Record set:
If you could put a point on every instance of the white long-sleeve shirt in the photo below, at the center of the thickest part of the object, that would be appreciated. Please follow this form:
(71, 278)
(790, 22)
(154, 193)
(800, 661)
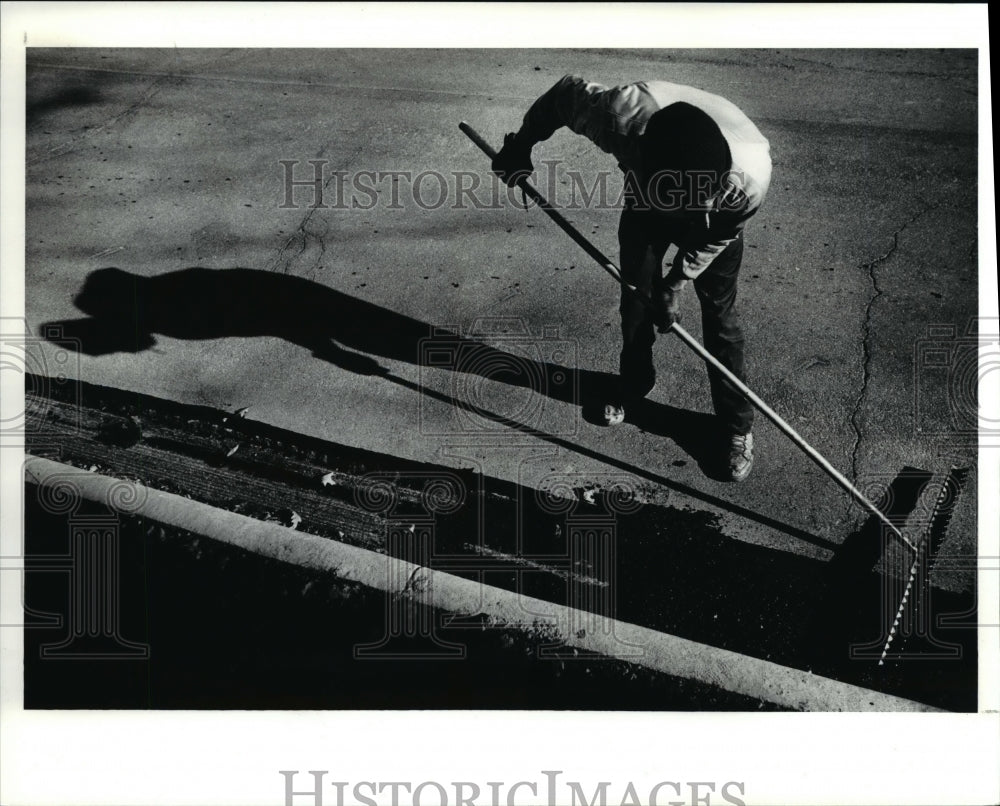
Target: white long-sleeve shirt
(615, 118)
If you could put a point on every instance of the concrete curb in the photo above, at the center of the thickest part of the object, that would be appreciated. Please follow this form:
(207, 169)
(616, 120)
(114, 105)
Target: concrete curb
(587, 632)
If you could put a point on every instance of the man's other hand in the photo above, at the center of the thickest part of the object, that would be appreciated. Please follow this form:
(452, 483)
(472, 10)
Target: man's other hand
(513, 162)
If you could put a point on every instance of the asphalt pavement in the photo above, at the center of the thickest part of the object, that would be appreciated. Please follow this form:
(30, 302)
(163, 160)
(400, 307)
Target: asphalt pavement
(858, 289)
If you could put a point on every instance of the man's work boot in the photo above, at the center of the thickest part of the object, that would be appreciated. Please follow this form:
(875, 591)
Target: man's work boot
(740, 456)
(614, 413)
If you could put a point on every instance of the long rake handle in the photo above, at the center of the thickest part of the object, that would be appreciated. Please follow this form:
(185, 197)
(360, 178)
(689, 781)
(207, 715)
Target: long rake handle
(605, 263)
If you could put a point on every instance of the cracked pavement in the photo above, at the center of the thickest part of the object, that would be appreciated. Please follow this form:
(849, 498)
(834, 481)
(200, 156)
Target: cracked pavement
(160, 160)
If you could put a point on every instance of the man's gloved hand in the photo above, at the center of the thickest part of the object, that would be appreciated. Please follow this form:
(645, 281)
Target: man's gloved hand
(666, 302)
(513, 161)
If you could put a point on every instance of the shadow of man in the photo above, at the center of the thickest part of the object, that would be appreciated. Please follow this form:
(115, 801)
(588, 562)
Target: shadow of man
(125, 312)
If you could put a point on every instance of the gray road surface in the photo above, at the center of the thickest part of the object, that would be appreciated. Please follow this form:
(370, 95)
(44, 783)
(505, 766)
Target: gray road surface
(155, 161)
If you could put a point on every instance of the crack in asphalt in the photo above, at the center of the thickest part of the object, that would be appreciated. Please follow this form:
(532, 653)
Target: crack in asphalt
(870, 267)
(302, 233)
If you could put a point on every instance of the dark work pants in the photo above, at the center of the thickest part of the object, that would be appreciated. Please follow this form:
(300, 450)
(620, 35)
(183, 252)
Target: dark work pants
(644, 238)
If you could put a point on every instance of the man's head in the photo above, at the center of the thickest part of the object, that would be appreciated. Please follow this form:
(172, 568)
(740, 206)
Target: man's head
(685, 155)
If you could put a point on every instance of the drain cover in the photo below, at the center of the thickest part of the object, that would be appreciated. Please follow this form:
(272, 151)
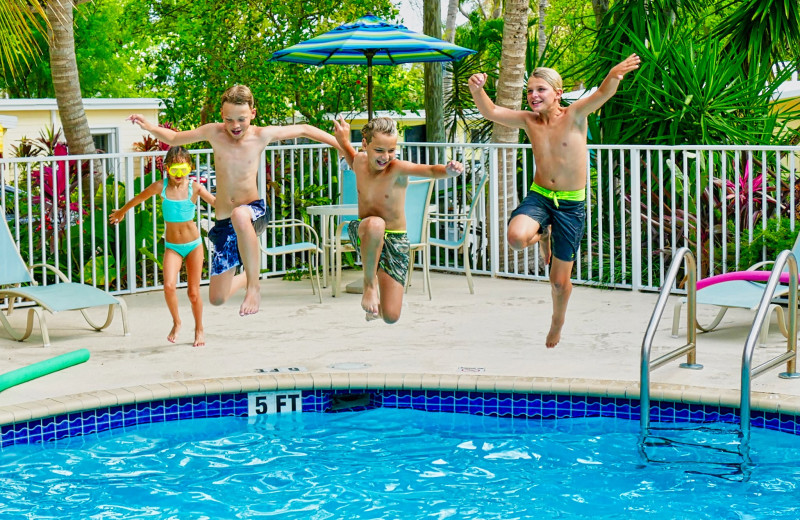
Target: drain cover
(348, 366)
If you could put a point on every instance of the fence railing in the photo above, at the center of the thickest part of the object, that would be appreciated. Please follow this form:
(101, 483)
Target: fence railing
(643, 202)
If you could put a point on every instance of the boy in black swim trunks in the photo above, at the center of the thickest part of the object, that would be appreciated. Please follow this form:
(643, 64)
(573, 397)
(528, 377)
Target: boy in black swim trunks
(241, 213)
(556, 198)
(380, 230)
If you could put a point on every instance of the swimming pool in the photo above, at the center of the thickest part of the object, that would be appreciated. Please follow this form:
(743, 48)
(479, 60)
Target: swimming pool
(385, 463)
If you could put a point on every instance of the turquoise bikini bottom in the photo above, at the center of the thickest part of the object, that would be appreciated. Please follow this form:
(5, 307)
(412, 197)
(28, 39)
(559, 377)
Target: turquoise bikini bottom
(183, 249)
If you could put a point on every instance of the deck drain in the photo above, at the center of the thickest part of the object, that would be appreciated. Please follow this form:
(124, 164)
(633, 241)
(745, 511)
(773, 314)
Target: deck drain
(348, 366)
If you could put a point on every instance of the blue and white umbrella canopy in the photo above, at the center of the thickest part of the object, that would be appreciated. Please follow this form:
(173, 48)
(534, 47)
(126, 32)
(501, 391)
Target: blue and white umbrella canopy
(371, 41)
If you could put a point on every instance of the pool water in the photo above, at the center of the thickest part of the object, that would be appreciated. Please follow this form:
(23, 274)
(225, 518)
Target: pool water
(388, 463)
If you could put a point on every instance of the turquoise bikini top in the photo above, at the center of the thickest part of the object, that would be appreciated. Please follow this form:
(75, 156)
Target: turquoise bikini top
(178, 210)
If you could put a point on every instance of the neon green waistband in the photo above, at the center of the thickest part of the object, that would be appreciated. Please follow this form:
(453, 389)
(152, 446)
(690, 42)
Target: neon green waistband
(575, 195)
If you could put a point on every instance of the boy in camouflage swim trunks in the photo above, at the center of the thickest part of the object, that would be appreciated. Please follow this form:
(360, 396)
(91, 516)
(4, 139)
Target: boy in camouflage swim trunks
(240, 211)
(379, 233)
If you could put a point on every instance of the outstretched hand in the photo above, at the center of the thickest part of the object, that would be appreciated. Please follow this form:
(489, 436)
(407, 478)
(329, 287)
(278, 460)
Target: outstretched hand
(477, 81)
(341, 129)
(454, 168)
(116, 217)
(628, 64)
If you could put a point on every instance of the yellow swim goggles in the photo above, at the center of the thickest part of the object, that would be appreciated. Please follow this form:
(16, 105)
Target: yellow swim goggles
(179, 169)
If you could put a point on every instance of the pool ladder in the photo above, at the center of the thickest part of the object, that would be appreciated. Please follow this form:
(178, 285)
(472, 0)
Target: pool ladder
(786, 258)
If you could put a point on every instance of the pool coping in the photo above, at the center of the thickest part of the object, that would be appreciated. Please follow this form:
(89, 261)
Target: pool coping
(761, 401)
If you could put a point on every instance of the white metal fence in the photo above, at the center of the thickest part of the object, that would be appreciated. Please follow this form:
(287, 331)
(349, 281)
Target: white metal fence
(643, 202)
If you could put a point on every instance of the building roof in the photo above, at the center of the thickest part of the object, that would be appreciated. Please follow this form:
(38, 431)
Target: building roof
(19, 105)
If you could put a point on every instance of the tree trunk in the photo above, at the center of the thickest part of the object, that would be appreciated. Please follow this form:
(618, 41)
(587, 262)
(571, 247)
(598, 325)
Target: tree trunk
(542, 35)
(64, 69)
(434, 93)
(510, 85)
(450, 23)
(600, 8)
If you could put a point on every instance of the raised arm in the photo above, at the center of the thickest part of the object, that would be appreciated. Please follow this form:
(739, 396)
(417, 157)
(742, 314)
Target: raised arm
(169, 136)
(492, 112)
(281, 133)
(154, 189)
(584, 107)
(434, 171)
(206, 195)
(341, 130)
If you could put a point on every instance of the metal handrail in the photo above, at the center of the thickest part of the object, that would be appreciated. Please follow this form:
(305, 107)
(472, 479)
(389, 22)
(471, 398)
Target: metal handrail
(790, 356)
(689, 348)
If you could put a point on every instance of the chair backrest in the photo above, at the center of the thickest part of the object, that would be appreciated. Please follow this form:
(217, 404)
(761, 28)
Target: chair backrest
(14, 269)
(348, 191)
(418, 196)
(476, 195)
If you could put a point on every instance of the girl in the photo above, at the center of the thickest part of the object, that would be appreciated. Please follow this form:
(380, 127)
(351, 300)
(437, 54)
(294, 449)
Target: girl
(181, 238)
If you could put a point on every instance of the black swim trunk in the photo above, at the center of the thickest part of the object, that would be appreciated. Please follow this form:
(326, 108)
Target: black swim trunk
(567, 218)
(394, 255)
(225, 254)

What this task involves: Copy the entries exactly. Leave out the images.

Solved problem:
If you could put a point on every instance of the white long-sleeve shirt in the photo below, at the center of the thickest part of the object, that would be appreciated. Please follow this form:
(71, 278)
(790, 22)
(154, 193)
(800, 661)
Target: white long-sleeve shirt
(615, 118)
If you could put a point on every instance of the concrete curb in the photo above, at the center of the thickest part of the object, that would be appreciated. Please follow this form:
(207, 169)
(616, 120)
(114, 105)
Target: concrete curb
(587, 632)
If you could put a point on every instance of the man's other hand in the photo above, at the center of the thickest part of the object, that would be appreciated. Please follow this form:
(452, 483)
(472, 10)
Target: man's other hand
(513, 162)
If you could put a point on every instance of the asphalt pavement in the photo above, at the center of the thickest part of the object, that would be appreciated. Please follow this form:
(30, 302)
(163, 160)
(400, 307)
Target: asphalt pavement
(858, 289)
If you could put a point on every instance of the man's work boot in the photo above, at the center of the thickest part of the object, that would be appreciated. Please follow this form:
(875, 591)
Target: man's work boot
(740, 456)
(614, 413)
If you could put a point on every instance of the long rake handle in the photo above, at the center of the thickest part of the object, that would be appreciated. Please follow this form:
(185, 197)
(360, 178)
(689, 781)
(207, 715)
Target: long rake handle
(605, 263)
If you could put a point on every instance of the cracked pavement in the photo above, at the center of the thickest part of the object, that would be appreciated. Please follow this form:
(849, 498)
(834, 481)
(200, 156)
Target: cracked pavement
(160, 160)
If you could put a point on every instance of the man's gloved hand in the photo above, at the center of the thickest part of the object, that would be appreciated. Please follow this form:
(645, 281)
Target: man's gloved hand
(666, 302)
(513, 161)
If you could put a point on every instance of the shadow of man in the photo above, at the center of the thickest part of the object, that would be appreciated. Please follow this form:
(115, 801)
(588, 562)
Target: shadow of man
(125, 312)
If you could put a point on every instance of the gray road surface in the photo above, at the center of the thickest part of the object, that would be appreciated. Please follow this form:
(370, 95)
(44, 783)
(505, 766)
Target: gray road surface
(155, 161)
If you could put a point on every instance of the crack in asphalt in the photo above, at the center of the thickest part of the object, that would be appreciated. Please follow this form:
(532, 653)
Target: crack in asphalt
(870, 267)
(302, 233)
If you could put a point on every instance of the dark work pants in the photo above, at the center of the thickest part of the object, that would be appreciated. Please follow this form:
(300, 450)
(620, 35)
(183, 252)
Target: dark work pants
(644, 238)
If you could put a point on every instance of the man's head in the photo above, at the center of the thickest part of the object, that would be appreciated. Please follow this form:
(172, 568)
(740, 206)
Target: man's head
(685, 155)
If you could put a point on every instance of the drain cover in the photo below, at the center of the thickest part of the object, that would be appreciated. Please follow this form:
(272, 151)
Target: drain cover
(348, 366)
If you could put a point on every instance of the fence railing in the photo above, at the center of the thickest part of the object, that would be appreciated. Please follow this form:
(101, 483)
Target: fence railing
(643, 202)
If you could put a point on every instance of the boy in black swim trunks in the photo above, at the center of the thickest part of the object, that would be appreciated. Please follow this form:
(643, 64)
(573, 397)
(528, 377)
Target: boy in black swim trunks
(241, 213)
(556, 198)
(380, 230)
If you could put a point on every instance of the swimming pool in the photo above, at the center of the thickest part of the object, that would be appreciated. Please follow this form:
(743, 48)
(479, 60)
Target: swimming pool
(385, 463)
If you could put a point on every instance of the turquoise bikini bottom in the photo above, at the center of the thickest part of the object, that would be appreciated. Please follow this form:
(5, 307)
(412, 197)
(28, 39)
(559, 377)
Target: turquoise bikini bottom
(183, 249)
If you could put a point on every instance of the deck drain in the photo above, at the center of the thickest part of the object, that would be appreciated. Please follow this form:
(124, 164)
(633, 241)
(745, 511)
(773, 314)
Target: deck drain
(348, 366)
If you could put a point on every instance of the blue and white umbrella canopy in the photo above, at the center of the thickest part of the object, that would be appreciated. Please follow this form:
(173, 48)
(534, 47)
(126, 32)
(501, 391)
Target: blue and white umbrella canopy
(371, 41)
If you could put a point on every instance of the pool water in the photo above, at the center of the thickest part of the object, that would be appreciated. Please follow this form:
(23, 274)
(225, 518)
Target: pool water
(388, 463)
If you could put a point on every instance of the turquoise bikini top in the photo above, at the center of the thickest part of the object, that would be appreciated. Please follow this form:
(75, 156)
Target: turquoise bikini top
(178, 210)
If you could put a point on every instance of the neon green waistband in the photo above, at the center of the thickest part of the object, that would be appreciated. Please follow this form:
(453, 389)
(152, 446)
(690, 42)
Target: neon green waistband
(575, 195)
If you could put a point on every instance of the boy in camouflage swim trunks in the photo above, at the center of the thickest part of the object, that would be appreciated. Please follow this form:
(360, 396)
(91, 516)
(4, 139)
Target: boy in camouflage swim trunks
(240, 211)
(379, 233)
If you could put a point on every instance of the outstretched hand in the photo above, at the center of the thickest part of the object, that would be appreciated. Please follow this form:
(489, 436)
(407, 478)
(329, 287)
(278, 460)
Target: outstretched hand
(477, 81)
(341, 129)
(454, 168)
(116, 217)
(628, 64)
If you could put a point on every instance of the yellow swim goggles in the photo above, at the center of the thickest part of the object, that would be appreciated. Please follow this form:
(16, 105)
Target: yellow swim goggles
(179, 169)
If you could put a point on every instance of the pool ladder in the photo above, at the center of the thickest part of the object, that would be appreciated. Please follow this form:
(178, 285)
(472, 0)
Target: pool ladder
(786, 258)
If you could put a point on every instance of the pool coping in the photo above, at the center of the thickest part of the object, that would be appreciated. Please follow this form:
(89, 261)
Target: pool coping
(761, 401)
If you could put a point on every instance of the white metal fence in the photo above, at the center of the thickest part of the object, that would be appreciated. Please follow this form:
(287, 331)
(349, 281)
Target: white metal fence
(643, 202)
If you could put a point on every instance of the building roof in the photo above, at the center of the thickest part of the object, that would be appreciated. Please follow this form:
(38, 431)
Target: building roof
(19, 105)
If you could put a point on every instance of the tree trunk in the photo above, at the center of the thickest part of the object, that would be appreciated. Please follow this form:
(618, 41)
(587, 262)
(571, 247)
(598, 325)
Target: tree trunk
(542, 35)
(64, 69)
(434, 93)
(510, 85)
(450, 23)
(600, 8)
If you could put a point on every instance of the raised arm in the photo above, at the center of the thickest part of the object, that would be appreciated. Please follow this form:
(739, 396)
(417, 157)
(742, 314)
Target: raised arm
(169, 136)
(492, 112)
(281, 133)
(154, 189)
(584, 107)
(434, 171)
(206, 195)
(341, 130)
If you could put a point on every instance of the metal handrail in the photo above, at the center of the thickest part of the object, that would be appreciated. Please follow this form:
(305, 107)
(472, 479)
(389, 22)
(471, 398)
Target: metal handrail
(790, 356)
(689, 348)
If you could put a point on every instance of the chair backrest in the photo above, at the center of the thickest part of the object, that would be appreciated. Please follow this form:
(217, 404)
(761, 28)
Target: chair backrest
(14, 269)
(348, 191)
(418, 196)
(476, 195)
If you could put a point on every instance of the girl in the photo above, at the center of the thickest part of the object, that would be appreciated. Please follow this form:
(380, 127)
(351, 300)
(437, 54)
(294, 449)
Target: girl
(181, 238)
If you could put a point on every instance of the black swim trunk in the photo above, at the center of the thickest part of the object, that would be appreciated. Please follow this form:
(326, 108)
Target: black swim trunk
(567, 218)
(394, 255)
(225, 254)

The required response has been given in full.